Request:
Please count the lines in the entries below that contain the word "background" and give only that number.

Data listing:
------

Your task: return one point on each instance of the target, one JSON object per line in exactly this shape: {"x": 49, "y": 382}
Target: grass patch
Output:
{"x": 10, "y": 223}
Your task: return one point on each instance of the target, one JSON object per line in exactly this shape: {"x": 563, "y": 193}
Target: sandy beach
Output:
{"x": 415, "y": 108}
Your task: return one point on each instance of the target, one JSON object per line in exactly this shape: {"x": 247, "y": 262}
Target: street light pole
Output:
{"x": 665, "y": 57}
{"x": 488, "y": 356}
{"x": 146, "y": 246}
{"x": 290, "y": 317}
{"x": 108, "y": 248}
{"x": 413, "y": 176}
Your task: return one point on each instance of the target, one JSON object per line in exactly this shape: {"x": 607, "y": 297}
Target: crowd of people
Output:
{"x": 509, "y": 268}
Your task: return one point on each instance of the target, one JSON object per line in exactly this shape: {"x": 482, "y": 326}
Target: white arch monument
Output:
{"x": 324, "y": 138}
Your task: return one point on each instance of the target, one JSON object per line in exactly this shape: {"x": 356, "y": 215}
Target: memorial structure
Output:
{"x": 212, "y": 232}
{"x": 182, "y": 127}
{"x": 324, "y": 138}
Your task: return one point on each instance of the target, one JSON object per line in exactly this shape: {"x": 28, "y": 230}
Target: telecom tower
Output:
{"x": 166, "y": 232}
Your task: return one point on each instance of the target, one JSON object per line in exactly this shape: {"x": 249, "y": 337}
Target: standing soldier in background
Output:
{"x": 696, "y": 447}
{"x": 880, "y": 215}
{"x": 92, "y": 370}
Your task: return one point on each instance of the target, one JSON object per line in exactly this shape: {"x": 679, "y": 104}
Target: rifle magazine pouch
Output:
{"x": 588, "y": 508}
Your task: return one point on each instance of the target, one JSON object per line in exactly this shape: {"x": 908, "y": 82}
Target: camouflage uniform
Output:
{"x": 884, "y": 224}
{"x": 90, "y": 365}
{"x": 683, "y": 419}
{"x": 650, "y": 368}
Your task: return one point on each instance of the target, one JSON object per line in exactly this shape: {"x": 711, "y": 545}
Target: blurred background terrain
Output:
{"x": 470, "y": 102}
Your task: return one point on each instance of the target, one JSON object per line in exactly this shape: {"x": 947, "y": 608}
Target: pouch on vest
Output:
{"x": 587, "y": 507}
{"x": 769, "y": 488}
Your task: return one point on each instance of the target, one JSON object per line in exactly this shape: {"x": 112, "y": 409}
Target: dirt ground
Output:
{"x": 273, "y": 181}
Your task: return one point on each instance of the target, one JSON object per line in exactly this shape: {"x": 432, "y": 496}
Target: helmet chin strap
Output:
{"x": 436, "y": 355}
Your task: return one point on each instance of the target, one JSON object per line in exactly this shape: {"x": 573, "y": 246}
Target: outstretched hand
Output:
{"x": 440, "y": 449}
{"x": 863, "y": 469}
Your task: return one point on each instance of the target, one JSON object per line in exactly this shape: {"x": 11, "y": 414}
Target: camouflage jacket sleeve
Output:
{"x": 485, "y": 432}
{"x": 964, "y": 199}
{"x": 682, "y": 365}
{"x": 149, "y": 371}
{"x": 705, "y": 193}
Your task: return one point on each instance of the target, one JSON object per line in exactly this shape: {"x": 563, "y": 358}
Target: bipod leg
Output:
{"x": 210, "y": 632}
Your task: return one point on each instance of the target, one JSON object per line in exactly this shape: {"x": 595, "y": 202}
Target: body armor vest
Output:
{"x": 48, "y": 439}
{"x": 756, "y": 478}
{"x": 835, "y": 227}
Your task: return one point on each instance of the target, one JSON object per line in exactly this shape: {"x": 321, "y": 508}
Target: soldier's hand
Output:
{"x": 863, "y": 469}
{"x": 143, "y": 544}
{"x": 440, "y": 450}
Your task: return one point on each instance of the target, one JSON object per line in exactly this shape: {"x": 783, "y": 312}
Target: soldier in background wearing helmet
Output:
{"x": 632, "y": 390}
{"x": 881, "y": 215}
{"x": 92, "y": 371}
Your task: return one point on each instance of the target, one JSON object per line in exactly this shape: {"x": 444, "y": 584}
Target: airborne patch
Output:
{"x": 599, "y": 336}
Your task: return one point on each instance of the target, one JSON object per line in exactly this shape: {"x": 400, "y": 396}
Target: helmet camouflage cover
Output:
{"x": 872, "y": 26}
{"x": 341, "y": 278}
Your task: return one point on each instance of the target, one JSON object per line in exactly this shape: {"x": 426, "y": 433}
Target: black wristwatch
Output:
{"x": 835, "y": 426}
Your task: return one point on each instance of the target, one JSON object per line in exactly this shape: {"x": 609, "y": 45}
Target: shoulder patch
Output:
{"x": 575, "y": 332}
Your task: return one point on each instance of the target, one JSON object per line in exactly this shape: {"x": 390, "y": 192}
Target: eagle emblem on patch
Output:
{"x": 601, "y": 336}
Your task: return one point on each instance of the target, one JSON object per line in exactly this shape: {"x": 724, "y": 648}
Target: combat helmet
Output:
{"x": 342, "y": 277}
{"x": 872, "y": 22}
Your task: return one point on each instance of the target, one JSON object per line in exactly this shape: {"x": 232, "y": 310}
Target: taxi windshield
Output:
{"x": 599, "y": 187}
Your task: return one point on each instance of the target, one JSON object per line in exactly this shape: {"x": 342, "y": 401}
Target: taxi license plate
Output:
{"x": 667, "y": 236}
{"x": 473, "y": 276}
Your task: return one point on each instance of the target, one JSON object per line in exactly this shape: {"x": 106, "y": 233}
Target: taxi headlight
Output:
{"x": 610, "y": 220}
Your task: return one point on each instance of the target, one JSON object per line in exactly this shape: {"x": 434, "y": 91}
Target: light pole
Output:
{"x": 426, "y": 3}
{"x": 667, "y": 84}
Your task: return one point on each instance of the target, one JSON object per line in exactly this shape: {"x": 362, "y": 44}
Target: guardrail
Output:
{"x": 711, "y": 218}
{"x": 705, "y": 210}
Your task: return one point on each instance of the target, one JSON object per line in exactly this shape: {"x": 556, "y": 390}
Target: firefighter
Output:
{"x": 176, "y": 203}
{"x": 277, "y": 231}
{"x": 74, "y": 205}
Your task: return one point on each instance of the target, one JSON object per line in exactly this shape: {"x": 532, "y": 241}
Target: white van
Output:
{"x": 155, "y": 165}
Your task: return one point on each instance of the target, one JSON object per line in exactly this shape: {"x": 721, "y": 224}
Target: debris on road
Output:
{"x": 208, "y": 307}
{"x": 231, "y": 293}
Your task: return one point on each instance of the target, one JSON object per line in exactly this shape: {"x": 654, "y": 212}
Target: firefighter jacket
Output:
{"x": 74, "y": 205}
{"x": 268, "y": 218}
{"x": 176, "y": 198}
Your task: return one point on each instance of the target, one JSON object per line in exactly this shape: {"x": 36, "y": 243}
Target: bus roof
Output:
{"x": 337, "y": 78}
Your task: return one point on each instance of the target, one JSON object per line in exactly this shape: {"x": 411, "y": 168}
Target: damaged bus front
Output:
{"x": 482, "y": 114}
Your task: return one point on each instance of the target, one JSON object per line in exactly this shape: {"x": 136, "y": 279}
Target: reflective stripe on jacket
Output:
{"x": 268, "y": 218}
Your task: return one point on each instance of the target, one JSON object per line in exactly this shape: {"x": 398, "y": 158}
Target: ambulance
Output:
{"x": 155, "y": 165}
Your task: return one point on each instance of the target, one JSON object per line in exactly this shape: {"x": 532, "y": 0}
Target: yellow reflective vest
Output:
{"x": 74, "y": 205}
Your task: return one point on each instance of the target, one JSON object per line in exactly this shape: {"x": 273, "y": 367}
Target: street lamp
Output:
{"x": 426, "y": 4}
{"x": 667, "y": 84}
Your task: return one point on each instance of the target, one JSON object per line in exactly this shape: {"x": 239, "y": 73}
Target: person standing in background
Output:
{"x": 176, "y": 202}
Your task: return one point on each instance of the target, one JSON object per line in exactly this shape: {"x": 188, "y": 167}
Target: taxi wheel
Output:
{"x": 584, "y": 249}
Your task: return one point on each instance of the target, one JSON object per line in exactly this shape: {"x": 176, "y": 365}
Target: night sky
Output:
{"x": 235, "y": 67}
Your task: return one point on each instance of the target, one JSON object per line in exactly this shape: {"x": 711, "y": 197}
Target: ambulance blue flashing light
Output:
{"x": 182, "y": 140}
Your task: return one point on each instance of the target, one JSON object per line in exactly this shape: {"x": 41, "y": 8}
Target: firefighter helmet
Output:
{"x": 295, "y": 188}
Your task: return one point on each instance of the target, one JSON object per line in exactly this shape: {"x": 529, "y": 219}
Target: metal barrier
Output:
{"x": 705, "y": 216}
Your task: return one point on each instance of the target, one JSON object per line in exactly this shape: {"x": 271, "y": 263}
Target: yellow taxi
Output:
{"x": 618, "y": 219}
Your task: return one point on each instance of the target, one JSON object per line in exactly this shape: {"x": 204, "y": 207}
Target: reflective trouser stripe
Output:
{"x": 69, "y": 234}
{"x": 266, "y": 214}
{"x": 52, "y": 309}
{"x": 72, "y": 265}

------

Solution:
4